The Dilemmas of Morality and Power
Daniel J. Elazar
Ours is a topic that can only be talked about today in light
of the hard realities of the world in which we live and of the
position of the Jews and the Jewish state in that world. Today,
we Jews are confronted with the realities of power, its joys and
curses. We must confront the problems of relating morality and
power in contemporary statecraft. This raises at least three
questions:
Is there a difference between individual morality and the
morality of public policy choices for a state or other political
community?
Assuming a less than perfect world, how should political
communities, their leaders and members deal with the problem of
maintaining moral positions under duress or at times of stress?
To what extent does or should a morally relativistic or
morally absolutist position influence one's conclusions with
regard to the first two questions?

Tasks for this exercise:
1. In the essay on morality and power, how many questions does relating morality and power in contemporary statecraft raise?
2. Copy out the part of the essay on morality and power that opens with the words containing "Assuming a less" and closes with "times of stress?".

Information provided:
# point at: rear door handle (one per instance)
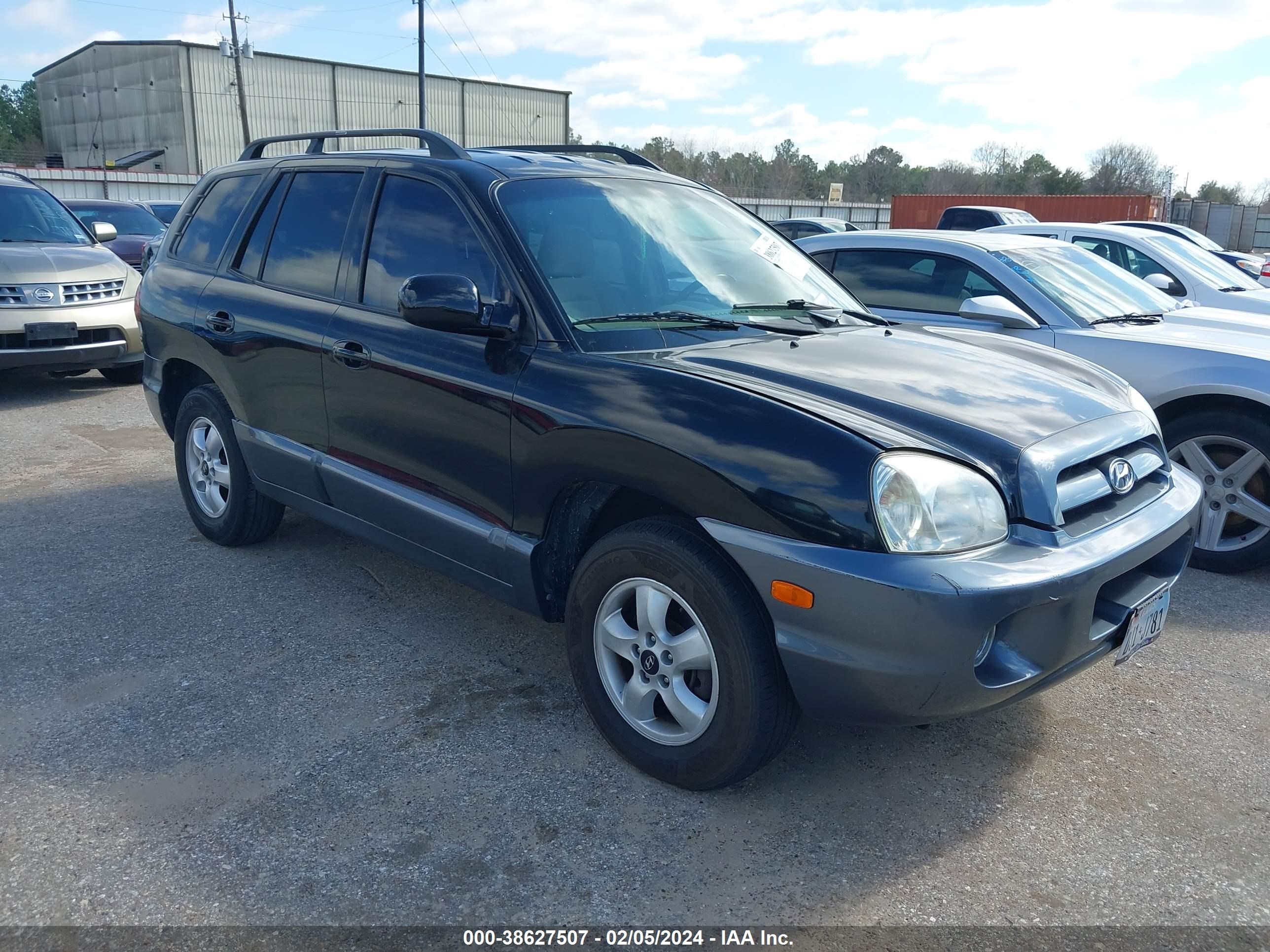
(351, 354)
(220, 322)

Solution set:
1. At least three.

2.
Assuming a less than perfect world, how should political
communities, their leaders and members deal with the problem of
maintaining moral positions under duress or at times of stress?